Data under study ▸

────────────────────

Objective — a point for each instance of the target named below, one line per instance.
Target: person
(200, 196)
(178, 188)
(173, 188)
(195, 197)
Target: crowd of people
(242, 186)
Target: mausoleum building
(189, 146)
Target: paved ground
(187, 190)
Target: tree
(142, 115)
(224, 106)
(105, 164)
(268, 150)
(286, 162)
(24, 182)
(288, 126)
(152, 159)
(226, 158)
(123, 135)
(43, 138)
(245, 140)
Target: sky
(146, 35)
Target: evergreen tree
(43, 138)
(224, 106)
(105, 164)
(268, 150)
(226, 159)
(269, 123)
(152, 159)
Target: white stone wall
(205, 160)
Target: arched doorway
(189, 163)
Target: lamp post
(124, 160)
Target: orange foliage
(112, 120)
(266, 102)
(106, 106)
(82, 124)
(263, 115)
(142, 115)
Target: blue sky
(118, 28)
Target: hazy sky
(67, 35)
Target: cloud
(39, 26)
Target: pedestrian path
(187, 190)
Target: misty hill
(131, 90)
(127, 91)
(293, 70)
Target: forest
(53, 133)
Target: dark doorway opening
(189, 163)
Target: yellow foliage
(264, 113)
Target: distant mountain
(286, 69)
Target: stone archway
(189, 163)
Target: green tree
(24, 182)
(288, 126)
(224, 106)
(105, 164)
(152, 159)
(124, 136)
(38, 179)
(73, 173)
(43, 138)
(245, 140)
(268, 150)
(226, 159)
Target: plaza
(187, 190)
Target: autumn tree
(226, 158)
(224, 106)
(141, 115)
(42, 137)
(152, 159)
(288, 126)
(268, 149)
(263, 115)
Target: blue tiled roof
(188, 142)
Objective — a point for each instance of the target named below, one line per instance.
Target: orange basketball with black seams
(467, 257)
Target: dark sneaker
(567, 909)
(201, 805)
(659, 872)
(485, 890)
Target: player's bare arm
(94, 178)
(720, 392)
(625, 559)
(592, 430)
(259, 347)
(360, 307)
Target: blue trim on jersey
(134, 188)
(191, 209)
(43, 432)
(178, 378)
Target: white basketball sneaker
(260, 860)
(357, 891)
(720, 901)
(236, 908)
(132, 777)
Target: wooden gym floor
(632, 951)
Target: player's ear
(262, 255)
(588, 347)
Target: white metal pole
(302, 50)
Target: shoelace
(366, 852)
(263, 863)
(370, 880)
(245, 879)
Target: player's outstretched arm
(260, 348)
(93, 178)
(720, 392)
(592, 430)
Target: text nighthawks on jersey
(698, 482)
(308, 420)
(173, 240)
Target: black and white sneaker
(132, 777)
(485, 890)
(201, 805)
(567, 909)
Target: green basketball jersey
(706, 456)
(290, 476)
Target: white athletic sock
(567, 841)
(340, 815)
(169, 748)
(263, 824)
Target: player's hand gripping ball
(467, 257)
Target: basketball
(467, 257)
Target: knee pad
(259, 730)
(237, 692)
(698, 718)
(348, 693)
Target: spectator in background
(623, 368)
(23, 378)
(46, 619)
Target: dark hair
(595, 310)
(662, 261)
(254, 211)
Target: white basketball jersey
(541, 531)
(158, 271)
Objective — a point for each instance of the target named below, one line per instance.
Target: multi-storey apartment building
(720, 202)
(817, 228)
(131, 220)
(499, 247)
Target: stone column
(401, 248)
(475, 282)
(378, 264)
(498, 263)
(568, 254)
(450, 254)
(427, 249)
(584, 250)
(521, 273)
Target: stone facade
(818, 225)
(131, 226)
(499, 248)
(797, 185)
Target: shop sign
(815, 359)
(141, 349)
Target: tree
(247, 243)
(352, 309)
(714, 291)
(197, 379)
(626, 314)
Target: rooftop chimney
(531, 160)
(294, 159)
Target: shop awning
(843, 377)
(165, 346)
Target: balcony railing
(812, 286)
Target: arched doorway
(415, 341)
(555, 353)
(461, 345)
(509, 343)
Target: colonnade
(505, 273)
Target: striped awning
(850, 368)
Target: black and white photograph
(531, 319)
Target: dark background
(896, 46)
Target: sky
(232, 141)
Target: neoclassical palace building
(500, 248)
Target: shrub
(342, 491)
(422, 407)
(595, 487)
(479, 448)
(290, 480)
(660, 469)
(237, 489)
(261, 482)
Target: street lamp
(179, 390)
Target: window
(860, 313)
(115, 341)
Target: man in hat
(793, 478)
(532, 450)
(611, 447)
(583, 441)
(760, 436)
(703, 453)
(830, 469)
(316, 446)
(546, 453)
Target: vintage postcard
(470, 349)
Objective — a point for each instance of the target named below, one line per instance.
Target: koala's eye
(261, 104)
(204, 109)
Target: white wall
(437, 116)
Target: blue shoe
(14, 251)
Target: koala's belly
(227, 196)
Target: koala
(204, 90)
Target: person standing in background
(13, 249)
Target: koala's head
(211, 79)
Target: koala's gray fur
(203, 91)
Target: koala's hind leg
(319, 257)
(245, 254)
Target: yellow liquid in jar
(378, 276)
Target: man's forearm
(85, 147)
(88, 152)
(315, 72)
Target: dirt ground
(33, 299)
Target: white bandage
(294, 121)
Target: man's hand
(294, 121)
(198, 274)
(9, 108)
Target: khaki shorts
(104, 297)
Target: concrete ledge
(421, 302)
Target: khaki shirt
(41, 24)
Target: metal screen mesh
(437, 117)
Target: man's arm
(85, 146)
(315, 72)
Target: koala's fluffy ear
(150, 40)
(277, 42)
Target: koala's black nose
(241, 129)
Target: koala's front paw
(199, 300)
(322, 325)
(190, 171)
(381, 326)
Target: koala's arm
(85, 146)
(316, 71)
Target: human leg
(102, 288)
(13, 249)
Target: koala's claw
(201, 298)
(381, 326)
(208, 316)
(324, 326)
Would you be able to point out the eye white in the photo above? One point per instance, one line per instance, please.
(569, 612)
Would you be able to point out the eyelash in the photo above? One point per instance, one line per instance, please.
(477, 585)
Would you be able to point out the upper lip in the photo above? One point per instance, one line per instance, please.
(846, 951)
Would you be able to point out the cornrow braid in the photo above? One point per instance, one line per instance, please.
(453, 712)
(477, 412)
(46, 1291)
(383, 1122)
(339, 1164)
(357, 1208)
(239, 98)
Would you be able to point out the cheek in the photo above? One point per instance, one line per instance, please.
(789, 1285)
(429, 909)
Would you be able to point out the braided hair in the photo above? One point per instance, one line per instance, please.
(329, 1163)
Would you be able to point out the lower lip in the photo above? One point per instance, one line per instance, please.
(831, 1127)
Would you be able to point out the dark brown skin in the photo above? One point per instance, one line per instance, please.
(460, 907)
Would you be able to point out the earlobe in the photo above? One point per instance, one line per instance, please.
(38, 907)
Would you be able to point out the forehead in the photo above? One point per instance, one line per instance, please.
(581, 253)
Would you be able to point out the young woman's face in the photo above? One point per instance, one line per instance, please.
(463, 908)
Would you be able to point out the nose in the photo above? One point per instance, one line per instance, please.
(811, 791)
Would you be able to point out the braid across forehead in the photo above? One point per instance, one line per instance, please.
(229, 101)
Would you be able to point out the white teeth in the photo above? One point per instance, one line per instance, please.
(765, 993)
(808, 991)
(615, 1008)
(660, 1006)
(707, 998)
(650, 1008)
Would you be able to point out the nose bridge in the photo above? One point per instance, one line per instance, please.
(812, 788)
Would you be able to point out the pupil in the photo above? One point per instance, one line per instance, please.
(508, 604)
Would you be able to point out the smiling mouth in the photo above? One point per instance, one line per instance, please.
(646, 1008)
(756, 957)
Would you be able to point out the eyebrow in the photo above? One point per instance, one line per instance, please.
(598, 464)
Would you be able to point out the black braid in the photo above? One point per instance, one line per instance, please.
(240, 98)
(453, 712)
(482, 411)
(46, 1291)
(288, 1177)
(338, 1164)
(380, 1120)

────────────────────

Exercise instructions ▸
Start at the line containing "Would you be able to point out the smiling". Repeat it and each line after it, word for word, to the end of the records.

Final answer ▸
Would you be able to point out the smiling mouth in the photo above? One point per instance, one line per instance, please.
(646, 1008)
(756, 957)
Would you be able to point out the eyebrow in the photo above? One point per instance, one line per instance, please.
(598, 464)
Would you be able to point out the black braid in the photo above? One point per instance, one line per instance, please.
(240, 98)
(453, 712)
(482, 411)
(46, 1291)
(288, 1177)
(338, 1164)
(380, 1120)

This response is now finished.